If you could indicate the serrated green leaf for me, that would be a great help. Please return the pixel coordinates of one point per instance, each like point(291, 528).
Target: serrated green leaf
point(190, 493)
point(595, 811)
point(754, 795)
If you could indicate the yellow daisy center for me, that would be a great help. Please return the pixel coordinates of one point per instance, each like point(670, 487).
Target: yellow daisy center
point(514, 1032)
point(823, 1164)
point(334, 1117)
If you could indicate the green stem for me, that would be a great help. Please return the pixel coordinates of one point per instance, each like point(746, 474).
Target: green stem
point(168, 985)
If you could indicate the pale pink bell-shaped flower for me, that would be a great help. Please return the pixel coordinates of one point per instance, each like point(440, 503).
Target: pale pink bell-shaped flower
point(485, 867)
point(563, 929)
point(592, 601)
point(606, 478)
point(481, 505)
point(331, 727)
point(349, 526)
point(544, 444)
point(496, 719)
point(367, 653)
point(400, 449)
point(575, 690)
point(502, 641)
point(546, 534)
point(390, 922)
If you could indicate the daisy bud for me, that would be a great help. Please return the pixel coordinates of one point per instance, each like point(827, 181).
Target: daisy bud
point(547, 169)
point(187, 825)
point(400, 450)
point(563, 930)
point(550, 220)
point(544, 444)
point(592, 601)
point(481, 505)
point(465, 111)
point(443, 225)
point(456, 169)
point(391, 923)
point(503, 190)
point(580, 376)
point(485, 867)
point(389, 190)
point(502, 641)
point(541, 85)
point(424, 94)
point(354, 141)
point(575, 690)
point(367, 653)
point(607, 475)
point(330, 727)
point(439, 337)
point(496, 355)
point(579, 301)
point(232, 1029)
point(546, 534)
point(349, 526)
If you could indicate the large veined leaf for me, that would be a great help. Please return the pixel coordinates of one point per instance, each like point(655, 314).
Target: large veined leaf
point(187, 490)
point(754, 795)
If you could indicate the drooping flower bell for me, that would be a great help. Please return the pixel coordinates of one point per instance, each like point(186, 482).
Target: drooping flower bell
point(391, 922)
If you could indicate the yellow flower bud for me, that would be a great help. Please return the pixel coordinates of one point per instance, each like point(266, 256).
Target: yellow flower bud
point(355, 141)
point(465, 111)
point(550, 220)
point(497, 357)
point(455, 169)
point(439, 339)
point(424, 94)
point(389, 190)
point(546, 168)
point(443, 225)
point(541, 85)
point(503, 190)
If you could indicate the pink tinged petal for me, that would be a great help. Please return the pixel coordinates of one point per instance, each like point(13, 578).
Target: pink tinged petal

============

-- The problem --
Retype the material between the line holding "If you could indicate the large" and the line holding "point(391, 922)", inclusive, keeping every character as it appears.

-- Expected answer --
If you could indicate the large veined leaf for me, that would be a great help. Please return the pixel coordinates of one point per instance, each like point(655, 314).
Target: large veined leaf
point(187, 490)
point(754, 795)
If you could indicate the drooping flower bell for me, that would be a great help. Please return the pixel coordinates of one point per instance, each like point(186, 482).
Target: drooping flower bell
point(391, 922)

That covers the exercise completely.